#### SECCIÓN DE TEXTO
################

En
1972, Truman Capote publicó un original texto que venía a ser la autobiografía
que nunca escribió. Lo tituló «Autorretrato» (en Los perros ladran, Anagrama, 1999), y en él se
entrevistaba a sí mismo con astucia y brillantez. Aquellas preguntas que
sirvieron para proclamar sus frustraciones, deseos y costumbres, ahora,
extraídas en su mayor parte, forman la siguiente «entrevista capotiana», con la
que conoceremos la otra cara, la de la vida, de Luis Artigue.
Si tuviera que vivir en un solo lugar, sin poder salir
jamás de él, ¿cuál elegiría?
Mi casa:
dentro está mi mujer y hay una biblioteca, un home cinema, internet de banda
ancha, un jacuzzi pro pecados de la carne, un mueblebar surtido de caprichos y mi colección de discos de jazz, y,
desde luego, así duelen menos los cautiverios… De todas formas pueden reducirme
el espacio pero no la libertad.
¿Prefiere los animales a la gente?
No, me
gusta más la gente.
¿Es usted cruel?
No sé
serlo.
¿Tiene muchos amigos?
“Muchos amigos” es
una contradicción en sus términos… Tengo amigos.
¿Qué cualidades busca en sus amigos?
Hubo un tiempo en el
que lo que más me fascinaba en una persona era la belleza, pero esa etapa pasó.
Luego primé en mis preferencias de los otros la inteliogencia, pero esa etapa
también está pasando… Ahora lo que más me seduce de las personas es la alegría,
pues en quien tiene el don de la alegría veo aparejadas la inteligencia y la
belleza con mucha frecuencia.
¿Suelen decepcionarle sus amigos?
Suelo decepcionarme
yo a mí mismo al darme cuenta de que había tomado a alguien por amigo pero no
lo era.
¿Es usted una persona sincera?
Tácticamente
sincera.
¿Cómo prefiere ocupar su tiempo libre?
Hablar con gente con
la que te entiendes y te hace sentir bien es a mi juicio la mejor forma de
pasarlo bien que se ha inventado.
¿Qué le da más miedo?
El dolor.

################

#### DATOS PROPORCIONADOS
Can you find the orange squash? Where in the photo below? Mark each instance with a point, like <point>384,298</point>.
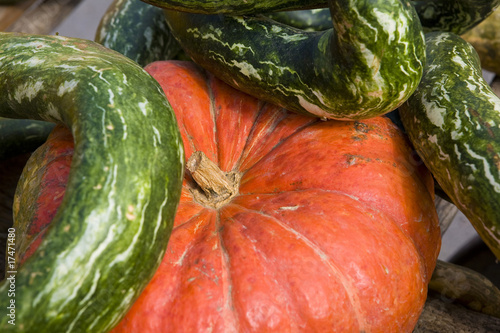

################

#### CONJUNTO DE TAREAS
a) Copia de la entrevista todo lo que va desde «Suelo decepcionarme» hasta «su tiempo libre?».
b) Según la entrevista, ¿qué hay en la casa de Luis Artigue, además de su mujer? Enuméralo todo.

#### RESPUESTAS
a)
Suelo decepcionarme
yo a mí mismo al darme cuenta de que había tomado a alguien por amigo pero no
lo era.
¿Es usted una persona sincera?
Tácticamente
sincera.
¿Cómo prefiere ocupar su tiempo libre?

b)
- Una biblioteca
- Un home cinema
- Internet de banda ancha
- Un jacuzzi
- Un mueblebar surtido de caprichos
- Su colección de discos de jazz